▶

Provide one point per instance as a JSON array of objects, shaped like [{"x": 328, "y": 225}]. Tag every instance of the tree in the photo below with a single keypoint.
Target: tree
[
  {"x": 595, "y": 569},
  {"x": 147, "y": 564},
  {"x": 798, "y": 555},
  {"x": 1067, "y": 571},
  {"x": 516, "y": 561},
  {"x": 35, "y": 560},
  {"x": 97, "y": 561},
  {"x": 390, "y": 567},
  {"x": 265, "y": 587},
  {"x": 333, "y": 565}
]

◀
▶

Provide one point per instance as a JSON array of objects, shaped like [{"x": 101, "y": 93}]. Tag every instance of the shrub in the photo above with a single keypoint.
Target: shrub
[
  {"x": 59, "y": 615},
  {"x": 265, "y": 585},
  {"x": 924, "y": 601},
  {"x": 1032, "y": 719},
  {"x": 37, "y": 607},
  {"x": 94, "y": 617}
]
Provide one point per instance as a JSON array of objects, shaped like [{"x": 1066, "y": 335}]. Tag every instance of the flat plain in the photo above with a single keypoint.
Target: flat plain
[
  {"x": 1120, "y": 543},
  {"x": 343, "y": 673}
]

◀

> AIM
List every line of the material that contains the word "above". Copy each such line in full.

> EXERCISE OUTPUT
Provide one point per instance as a JSON array of objects, shaped like [{"x": 101, "y": 93}]. Tag every instance of the shrub in the photo above with a single keypoint.
Provide one point per instance as a JSON array of objects, shaped like [{"x": 1066, "y": 335}]. Tag every instance of the flat plain in the photo above with a single keypoint.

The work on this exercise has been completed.